Selected passage:
>>>>

The comparison of the algorithms for the benchmark in Fig. 4 suggests the following order of plausability: LOF and One-Class SVM indicate very plausible outliers, Isolation Forest seems to perform slightly worse and finally Elliptic Envelope predicts some unlikely outliers. The primary reason for favoring LOF over SVM is that LOF essentially has a hyperparameter that can be determined more easily. The numerical output of LOF is only affected by the number of neighbors k and only changes moderately if k is changed from, for instance, \(k=20\) to \(k=30\). In contrast to this, the SVM has two hyperparameters \(\nu\) and \(\gamma\) that are difficult to determine. Moreover, the output of the SVM becomes very unrealistic if \(\nu\) and \(\gamma\) are set to unfavorable values. A second reason for choosing LOF is that the runtime of the algorithm, printed on the lower right side of each benchmark test in Fig. 4, is comparatively low. This becomes important in the analysis of the full image dataset discussed in Sect. 4.4. Finally, in the image set that has been considered, the LOF outlier scores were comparatively robust with respect to downsampled images, i.e., a moderate downsampling of the image resolution from \(1024 \times 336\) pixels to \(512 \times 168\) pixels or even \(256 \times 84\) pixels hardly effected the LOF results in a previous study for test 276.

<<<<

Input rows:
>>>>

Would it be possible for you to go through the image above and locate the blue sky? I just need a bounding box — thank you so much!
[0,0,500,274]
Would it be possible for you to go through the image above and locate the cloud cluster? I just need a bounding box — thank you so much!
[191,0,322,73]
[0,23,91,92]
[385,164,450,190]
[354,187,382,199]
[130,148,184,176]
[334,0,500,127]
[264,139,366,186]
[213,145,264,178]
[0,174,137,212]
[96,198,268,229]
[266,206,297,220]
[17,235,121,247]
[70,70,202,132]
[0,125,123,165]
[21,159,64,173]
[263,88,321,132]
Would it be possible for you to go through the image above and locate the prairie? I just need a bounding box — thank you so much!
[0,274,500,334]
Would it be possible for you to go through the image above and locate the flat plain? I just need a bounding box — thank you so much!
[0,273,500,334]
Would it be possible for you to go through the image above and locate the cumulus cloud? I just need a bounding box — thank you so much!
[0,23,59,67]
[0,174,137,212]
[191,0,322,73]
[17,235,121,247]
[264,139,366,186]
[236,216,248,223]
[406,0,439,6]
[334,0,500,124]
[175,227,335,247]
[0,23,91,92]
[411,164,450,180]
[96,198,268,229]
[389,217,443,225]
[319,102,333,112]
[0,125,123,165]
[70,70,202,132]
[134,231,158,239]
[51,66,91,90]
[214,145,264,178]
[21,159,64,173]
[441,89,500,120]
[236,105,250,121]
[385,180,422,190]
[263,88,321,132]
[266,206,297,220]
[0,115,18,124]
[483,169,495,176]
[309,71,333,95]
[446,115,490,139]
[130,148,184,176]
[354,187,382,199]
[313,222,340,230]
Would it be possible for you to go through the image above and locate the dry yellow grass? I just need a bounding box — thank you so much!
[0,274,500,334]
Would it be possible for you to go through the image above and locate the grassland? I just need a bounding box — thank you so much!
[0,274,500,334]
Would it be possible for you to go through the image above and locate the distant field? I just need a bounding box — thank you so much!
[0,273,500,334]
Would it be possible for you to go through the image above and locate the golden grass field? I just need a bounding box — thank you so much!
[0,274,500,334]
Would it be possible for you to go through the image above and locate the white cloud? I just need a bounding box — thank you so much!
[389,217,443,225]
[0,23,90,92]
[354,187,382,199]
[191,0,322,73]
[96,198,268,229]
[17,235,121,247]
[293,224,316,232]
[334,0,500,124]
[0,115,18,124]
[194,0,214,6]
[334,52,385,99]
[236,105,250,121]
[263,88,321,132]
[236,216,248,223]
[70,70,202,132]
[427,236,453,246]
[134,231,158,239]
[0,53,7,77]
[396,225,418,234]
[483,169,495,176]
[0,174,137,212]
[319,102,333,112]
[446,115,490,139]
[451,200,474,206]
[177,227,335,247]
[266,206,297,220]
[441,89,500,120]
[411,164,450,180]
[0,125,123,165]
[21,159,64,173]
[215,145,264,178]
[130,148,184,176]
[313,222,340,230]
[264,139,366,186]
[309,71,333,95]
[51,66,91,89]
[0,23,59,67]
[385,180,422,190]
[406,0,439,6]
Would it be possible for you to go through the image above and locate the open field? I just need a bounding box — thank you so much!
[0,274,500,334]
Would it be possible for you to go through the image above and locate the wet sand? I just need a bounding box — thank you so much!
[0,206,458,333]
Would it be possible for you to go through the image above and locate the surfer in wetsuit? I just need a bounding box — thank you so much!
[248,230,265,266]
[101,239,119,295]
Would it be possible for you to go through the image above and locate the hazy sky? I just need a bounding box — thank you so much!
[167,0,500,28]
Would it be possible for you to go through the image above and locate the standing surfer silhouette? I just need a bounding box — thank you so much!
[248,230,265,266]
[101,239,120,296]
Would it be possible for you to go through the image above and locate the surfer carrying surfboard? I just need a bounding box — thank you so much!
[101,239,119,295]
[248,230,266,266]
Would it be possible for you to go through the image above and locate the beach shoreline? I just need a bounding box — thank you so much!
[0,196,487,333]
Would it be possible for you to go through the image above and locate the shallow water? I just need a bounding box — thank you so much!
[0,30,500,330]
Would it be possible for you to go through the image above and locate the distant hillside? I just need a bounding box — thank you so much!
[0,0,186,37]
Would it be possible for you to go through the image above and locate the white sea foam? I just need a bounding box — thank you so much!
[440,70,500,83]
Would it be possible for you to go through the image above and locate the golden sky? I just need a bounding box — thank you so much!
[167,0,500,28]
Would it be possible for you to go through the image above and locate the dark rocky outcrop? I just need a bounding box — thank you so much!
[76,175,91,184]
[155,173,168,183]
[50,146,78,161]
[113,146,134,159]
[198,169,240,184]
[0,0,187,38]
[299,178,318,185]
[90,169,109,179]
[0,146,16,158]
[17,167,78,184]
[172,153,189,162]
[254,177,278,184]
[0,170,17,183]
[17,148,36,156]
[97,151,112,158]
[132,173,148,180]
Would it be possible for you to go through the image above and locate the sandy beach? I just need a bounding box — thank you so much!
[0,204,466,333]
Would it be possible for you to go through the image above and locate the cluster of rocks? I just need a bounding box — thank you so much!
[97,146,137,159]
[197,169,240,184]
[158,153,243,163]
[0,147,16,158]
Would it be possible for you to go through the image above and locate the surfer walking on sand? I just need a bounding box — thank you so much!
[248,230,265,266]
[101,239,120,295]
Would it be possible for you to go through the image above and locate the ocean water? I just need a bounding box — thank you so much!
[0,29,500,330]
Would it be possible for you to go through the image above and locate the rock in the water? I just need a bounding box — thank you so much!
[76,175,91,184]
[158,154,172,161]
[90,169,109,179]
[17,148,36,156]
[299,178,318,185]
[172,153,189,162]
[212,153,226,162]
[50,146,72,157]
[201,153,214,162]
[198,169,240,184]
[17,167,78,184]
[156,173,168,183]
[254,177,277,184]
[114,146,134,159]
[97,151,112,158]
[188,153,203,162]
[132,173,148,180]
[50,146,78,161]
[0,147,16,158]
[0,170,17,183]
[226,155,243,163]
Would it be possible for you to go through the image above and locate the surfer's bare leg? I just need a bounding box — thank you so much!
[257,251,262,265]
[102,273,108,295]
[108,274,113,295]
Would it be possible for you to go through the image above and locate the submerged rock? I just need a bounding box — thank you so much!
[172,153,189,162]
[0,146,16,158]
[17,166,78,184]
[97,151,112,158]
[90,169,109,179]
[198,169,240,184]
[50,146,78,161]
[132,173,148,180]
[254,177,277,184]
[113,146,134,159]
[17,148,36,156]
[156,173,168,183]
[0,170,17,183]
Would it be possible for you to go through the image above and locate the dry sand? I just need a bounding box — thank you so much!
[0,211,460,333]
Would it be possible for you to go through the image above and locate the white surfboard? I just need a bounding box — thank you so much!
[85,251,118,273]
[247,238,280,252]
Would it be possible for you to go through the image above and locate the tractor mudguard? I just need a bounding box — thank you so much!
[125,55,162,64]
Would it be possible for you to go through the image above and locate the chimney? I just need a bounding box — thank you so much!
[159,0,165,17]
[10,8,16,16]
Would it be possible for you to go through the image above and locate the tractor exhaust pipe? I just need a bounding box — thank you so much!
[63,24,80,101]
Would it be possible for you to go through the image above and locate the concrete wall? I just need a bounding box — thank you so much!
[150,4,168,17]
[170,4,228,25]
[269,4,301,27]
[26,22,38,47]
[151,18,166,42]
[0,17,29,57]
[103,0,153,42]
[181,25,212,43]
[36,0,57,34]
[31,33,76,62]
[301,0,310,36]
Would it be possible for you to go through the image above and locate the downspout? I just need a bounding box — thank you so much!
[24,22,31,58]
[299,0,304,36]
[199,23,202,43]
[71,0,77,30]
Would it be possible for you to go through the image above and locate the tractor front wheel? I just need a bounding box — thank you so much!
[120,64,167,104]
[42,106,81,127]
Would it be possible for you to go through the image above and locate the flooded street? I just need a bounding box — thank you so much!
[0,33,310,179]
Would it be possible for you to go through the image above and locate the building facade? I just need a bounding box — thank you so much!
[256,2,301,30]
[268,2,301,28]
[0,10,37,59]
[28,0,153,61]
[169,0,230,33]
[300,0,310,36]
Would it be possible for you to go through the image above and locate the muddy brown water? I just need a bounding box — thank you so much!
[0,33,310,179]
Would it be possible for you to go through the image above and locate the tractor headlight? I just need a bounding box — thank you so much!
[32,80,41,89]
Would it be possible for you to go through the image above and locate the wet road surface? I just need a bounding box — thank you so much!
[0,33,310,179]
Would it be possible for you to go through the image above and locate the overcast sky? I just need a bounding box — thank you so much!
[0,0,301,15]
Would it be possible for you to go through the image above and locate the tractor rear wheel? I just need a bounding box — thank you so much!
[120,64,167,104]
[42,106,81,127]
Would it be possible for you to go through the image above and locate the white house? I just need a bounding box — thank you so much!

<<<<

Your tasks:
1. Using the passage on outlier detection algorithms, answer these:
(a) What is the only thing that affects the numerical output of LOF?
(b) Where in each benchmark test in Fig. 4 is the runtime printed?
(c) What was the original image resolution before downsampling?
2. Please lay out the entries from the start through the line containing "[0,0,500,274]" as a two-column CSV with the columns instruction and response. Give one row per entry with its answer, put each field in quotation marks, and replace any line breaks with spaces.

Solutions to each task:
1.
(a) The number of neighbors k.
(b) On the lower right side.
(c) 1024 × 336 pixels.

2.
instruction,response
"Would it be possible for you to go through the image above and locate the blue sky? I just need a bounding box — thank you so much!","[0,0,500,274]"